_TO BE DONE_:
In the entries below, find the line containing "woman in pink". Copy it and all lines after it, exactly, through the end.

— BEGIN MATERIAL PROVIDED —

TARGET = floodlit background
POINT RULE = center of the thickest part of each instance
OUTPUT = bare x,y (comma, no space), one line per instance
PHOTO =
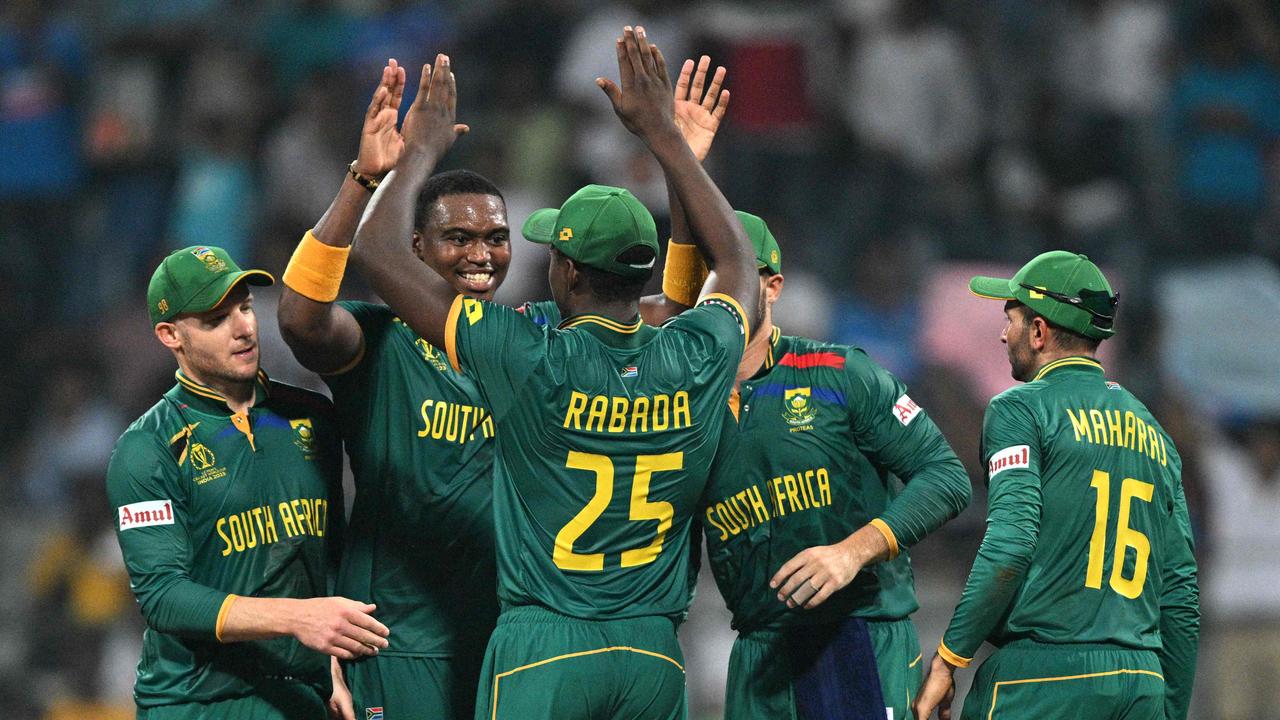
895,147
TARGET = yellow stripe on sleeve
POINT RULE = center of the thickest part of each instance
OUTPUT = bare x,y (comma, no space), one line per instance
888,536
952,657
734,304
451,333
222,615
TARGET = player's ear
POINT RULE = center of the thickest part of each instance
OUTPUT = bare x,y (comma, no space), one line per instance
168,336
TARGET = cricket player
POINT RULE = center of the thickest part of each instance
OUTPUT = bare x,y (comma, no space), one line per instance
228,506
832,473
423,474
420,542
1086,579
606,425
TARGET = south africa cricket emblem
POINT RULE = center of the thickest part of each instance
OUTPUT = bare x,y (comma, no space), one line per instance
432,355
213,263
304,436
796,406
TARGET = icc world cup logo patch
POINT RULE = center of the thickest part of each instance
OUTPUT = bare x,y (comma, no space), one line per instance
304,436
201,458
213,263
796,406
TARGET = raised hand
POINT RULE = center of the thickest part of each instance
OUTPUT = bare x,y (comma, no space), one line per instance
698,114
338,627
937,692
429,126
644,103
380,142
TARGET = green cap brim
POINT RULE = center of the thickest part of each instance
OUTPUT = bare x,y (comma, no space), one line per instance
213,295
992,288
540,227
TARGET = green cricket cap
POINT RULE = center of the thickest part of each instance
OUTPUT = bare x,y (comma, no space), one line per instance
195,279
1065,287
595,226
767,253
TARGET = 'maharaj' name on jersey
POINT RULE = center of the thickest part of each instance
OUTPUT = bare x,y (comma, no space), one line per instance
1111,427
639,414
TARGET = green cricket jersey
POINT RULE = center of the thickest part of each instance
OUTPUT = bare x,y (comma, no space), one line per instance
1088,540
606,433
420,537
822,437
210,505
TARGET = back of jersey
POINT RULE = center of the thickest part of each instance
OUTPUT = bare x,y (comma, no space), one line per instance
1112,511
606,434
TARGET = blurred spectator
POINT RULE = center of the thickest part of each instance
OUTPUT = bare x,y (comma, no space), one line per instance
1239,586
914,104
71,436
1225,119
42,63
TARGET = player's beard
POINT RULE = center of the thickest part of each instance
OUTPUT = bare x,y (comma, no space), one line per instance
1020,359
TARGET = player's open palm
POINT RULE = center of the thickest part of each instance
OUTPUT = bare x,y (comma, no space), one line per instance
429,124
339,627
644,101
814,574
380,142
699,109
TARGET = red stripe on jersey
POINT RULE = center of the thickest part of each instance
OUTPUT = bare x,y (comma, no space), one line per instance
813,360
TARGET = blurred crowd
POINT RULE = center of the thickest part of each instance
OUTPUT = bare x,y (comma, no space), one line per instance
894,146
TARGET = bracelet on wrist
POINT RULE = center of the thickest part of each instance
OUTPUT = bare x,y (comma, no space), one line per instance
368,182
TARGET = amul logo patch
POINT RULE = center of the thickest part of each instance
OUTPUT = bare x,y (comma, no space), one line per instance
146,514
1015,456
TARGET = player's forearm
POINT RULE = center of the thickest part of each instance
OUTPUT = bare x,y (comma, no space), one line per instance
181,607
259,619
384,256
933,495
1006,551
714,228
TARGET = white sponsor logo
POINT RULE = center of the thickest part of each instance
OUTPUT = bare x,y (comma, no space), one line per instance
1015,456
905,410
146,514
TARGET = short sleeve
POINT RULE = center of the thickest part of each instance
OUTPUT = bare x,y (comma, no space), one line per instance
494,343
151,511
1010,440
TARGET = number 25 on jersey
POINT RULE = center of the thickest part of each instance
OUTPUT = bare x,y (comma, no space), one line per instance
641,509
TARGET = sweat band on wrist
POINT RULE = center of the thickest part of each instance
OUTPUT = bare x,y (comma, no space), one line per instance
315,270
684,274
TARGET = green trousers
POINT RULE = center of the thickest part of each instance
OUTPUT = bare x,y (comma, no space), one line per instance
1086,682
414,687
542,665
759,675
279,701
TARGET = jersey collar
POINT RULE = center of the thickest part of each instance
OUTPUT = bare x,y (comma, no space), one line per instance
1078,363
775,352
209,400
611,332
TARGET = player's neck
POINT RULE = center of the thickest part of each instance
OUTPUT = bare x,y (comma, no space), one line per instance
240,395
757,349
621,311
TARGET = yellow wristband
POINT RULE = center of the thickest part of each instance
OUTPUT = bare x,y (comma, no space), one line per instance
952,657
684,274
316,269
222,615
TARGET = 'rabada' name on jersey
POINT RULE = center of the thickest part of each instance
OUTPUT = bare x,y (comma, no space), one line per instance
792,492
620,414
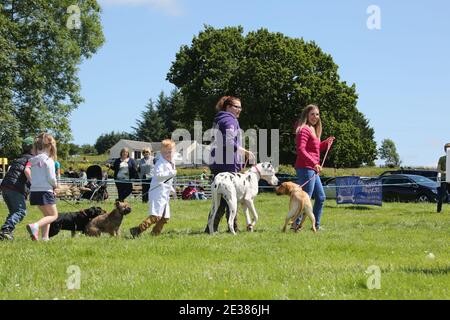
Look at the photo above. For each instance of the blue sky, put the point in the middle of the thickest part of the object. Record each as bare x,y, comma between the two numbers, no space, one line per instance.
401,72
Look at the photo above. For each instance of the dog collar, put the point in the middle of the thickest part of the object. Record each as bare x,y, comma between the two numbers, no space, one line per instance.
257,170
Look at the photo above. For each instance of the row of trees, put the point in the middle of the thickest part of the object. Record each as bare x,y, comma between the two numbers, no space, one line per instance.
274,75
39,58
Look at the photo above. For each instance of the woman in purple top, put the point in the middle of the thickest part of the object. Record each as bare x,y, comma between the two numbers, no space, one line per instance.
227,152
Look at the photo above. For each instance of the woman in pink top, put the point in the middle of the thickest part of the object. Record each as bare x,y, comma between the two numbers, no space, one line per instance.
309,146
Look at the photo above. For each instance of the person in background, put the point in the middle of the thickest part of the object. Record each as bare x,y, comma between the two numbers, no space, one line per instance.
124,171
58,170
226,155
145,169
444,187
15,188
161,188
43,184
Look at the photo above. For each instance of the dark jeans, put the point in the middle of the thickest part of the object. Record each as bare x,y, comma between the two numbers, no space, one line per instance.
145,188
442,194
124,190
17,209
223,208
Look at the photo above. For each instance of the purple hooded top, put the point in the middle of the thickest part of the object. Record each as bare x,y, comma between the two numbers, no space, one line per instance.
224,155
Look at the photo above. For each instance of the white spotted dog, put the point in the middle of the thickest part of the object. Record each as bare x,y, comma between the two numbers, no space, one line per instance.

— END MATERIAL PROVIDED —

_WRITTEN SOLUTION_:
Look at the photo above. For each instance of the woman in pink top, put the point in the middle of the thickest part of the object. Record each as bare x,y, comma between the two numbers, no space, one line per instance.
309,146
Look at the photo above. For each instance of the person in background, put the point in the middle of the thickest part of the object. Record each as bare x,y, comma between the two numbers, no space, one line per instance.
124,171
58,170
226,155
145,169
444,187
15,188
161,188
43,184
Look at the photo above. For each instance of the dark jeans, put the point in the middle of the thickest part of the object. Record each as bare x,y, comma between the two numbers, no space, one line per instance.
145,188
442,194
124,190
17,209
223,208
Look at the photo above. For each instance of the purple hooded top, put the point in the middle of the thickest part of the object. Record each as bare x,y, comma between the two numbers, no space, one line per instance.
224,155
Look at the photo above. For each instance of the white spotted dog, put the point in the middle of the thickest part of the object. Record each as bare x,y, comma between the two numbers, no space, one line per instance.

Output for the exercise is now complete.